# [REQUIREMENT]
Among the entries below, one stretch runs from the line that contains "Return one point per instance of the eye." through the line that contains "Place one point per instance of the stone". Repeat that stretch exactly, ends included, and only that.
RECORDS FOR PROCESSING section start
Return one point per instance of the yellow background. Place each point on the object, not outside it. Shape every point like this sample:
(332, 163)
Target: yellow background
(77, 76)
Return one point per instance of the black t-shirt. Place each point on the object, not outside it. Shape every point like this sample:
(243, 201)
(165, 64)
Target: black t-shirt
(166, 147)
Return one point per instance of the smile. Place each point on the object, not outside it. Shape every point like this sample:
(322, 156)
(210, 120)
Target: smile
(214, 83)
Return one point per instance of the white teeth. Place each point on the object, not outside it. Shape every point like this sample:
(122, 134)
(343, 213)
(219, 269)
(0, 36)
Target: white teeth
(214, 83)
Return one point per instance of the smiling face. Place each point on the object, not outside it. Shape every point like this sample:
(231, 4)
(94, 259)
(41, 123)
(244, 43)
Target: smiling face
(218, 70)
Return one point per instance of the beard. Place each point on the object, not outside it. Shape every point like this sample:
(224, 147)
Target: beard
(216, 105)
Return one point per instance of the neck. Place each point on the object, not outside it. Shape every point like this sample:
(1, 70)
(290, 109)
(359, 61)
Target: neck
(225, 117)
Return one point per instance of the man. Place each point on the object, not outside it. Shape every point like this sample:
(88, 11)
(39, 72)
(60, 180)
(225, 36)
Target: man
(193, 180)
RECORDS FOR PROCESSING section end
RECORDS FOR PROCESSING section start
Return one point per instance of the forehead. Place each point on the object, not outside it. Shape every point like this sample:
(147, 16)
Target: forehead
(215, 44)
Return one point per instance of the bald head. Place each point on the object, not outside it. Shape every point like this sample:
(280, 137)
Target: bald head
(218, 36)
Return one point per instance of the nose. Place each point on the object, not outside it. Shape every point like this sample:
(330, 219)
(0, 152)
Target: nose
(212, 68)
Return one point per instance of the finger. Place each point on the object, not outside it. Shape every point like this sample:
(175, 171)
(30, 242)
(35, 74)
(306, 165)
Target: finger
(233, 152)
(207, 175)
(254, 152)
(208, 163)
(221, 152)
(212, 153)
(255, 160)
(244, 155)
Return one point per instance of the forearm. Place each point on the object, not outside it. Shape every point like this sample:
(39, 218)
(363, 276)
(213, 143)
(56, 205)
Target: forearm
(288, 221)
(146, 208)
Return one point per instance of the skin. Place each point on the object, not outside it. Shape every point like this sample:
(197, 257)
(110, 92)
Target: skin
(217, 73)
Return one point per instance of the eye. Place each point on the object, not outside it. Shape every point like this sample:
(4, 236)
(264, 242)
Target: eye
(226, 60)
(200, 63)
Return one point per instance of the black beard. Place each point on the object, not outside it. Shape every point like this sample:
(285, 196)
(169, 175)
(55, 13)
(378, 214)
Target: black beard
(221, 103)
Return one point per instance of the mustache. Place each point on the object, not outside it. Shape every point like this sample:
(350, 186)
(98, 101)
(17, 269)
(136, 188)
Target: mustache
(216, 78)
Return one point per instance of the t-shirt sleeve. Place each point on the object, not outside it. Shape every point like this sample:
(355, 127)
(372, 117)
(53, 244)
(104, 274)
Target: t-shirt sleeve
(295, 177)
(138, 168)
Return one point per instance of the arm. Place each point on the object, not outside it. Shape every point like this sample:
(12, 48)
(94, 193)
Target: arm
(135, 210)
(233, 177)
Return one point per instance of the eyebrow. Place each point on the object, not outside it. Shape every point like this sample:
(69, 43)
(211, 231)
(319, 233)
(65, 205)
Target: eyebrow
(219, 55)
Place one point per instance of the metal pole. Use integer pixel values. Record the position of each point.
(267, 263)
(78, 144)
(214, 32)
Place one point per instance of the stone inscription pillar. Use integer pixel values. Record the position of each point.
RECORDS FOR PROCESSING section end
RECORDS FOR PROCESSING section start
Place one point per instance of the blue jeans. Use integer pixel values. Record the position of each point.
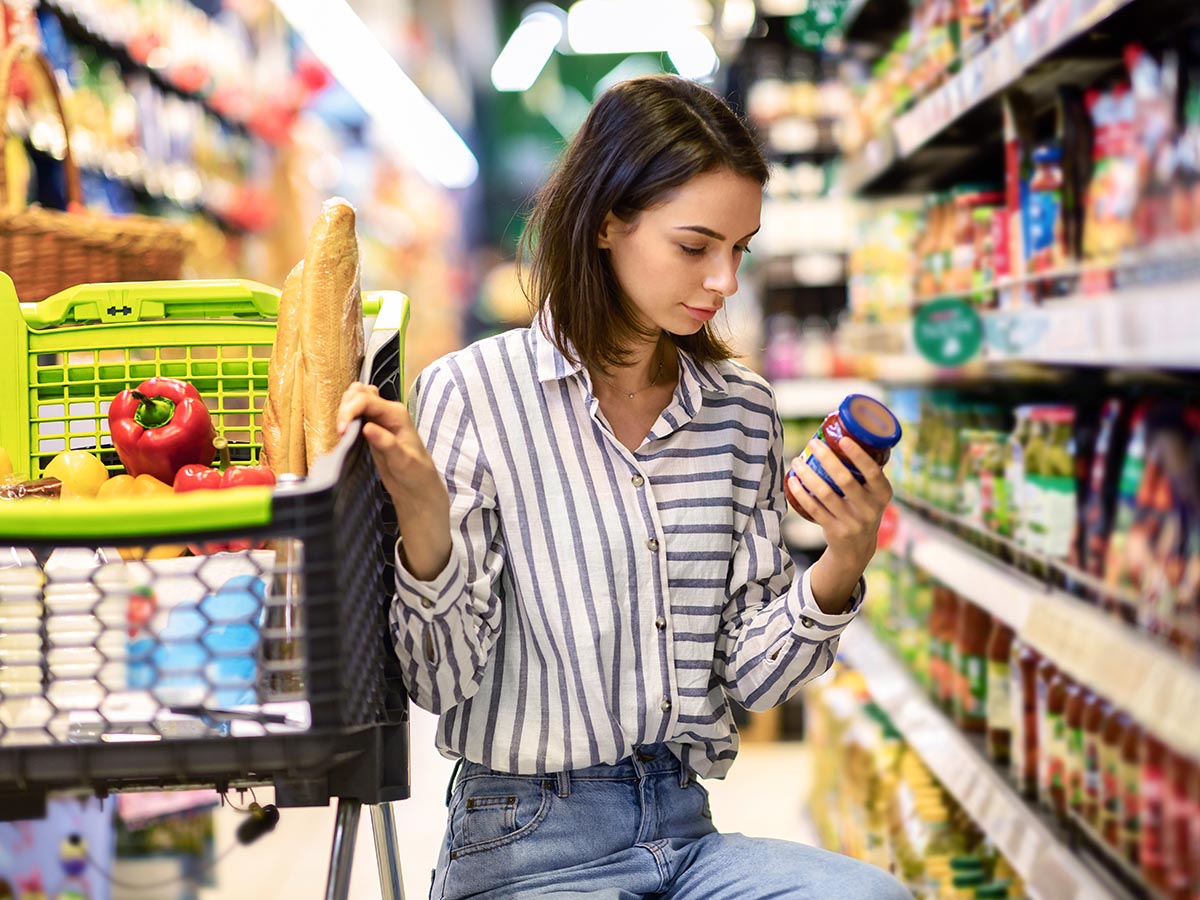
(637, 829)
RECORDS FOR PROCESSING section end
# [TASK ANSWER]
Return one point per instance of the eye. Place each point on the object, not outside it. Shape every point like this sample:
(4, 236)
(264, 242)
Target: eye
(226, 60)
(200, 63)
Return one point per instance of the black beard. Place each point on the object, not outside it. Shape every point like this sample:
(285, 196)
(169, 175)
(55, 13)
(378, 214)
Target: black beard
(221, 103)
Return one point per instance of the mustache. Place each point on the object, not outside it. Shape every point like this sample:
(350, 186)
(98, 101)
(17, 269)
(136, 188)
Target: mustache
(216, 78)
Return one point per instance of the t-shirt sleeve. Place each point on the object, not outside it. Shape every point like this sample:
(355, 127)
(372, 117)
(53, 244)
(104, 274)
Target: t-shirt sleeve
(295, 177)
(138, 168)
Return one point per instance of the arm. Place each point on the object, not outside it. Shape every point like this sample:
(12, 48)
(94, 193)
Target: arm
(135, 210)
(233, 177)
Return one point per instance of the eyebrow. Place each point on the object, not outside it. Shape every point like this sample:
(69, 43)
(211, 231)
(319, 233)
(65, 205)
Target: eyebrow
(219, 55)
Place one point per instance of the metal pole. Use integer pixel values. Record the position of each point.
(267, 263)
(78, 144)
(214, 32)
Place one point per instance of the stone inscription pillar. Use integer pixel values. Record the position of each point.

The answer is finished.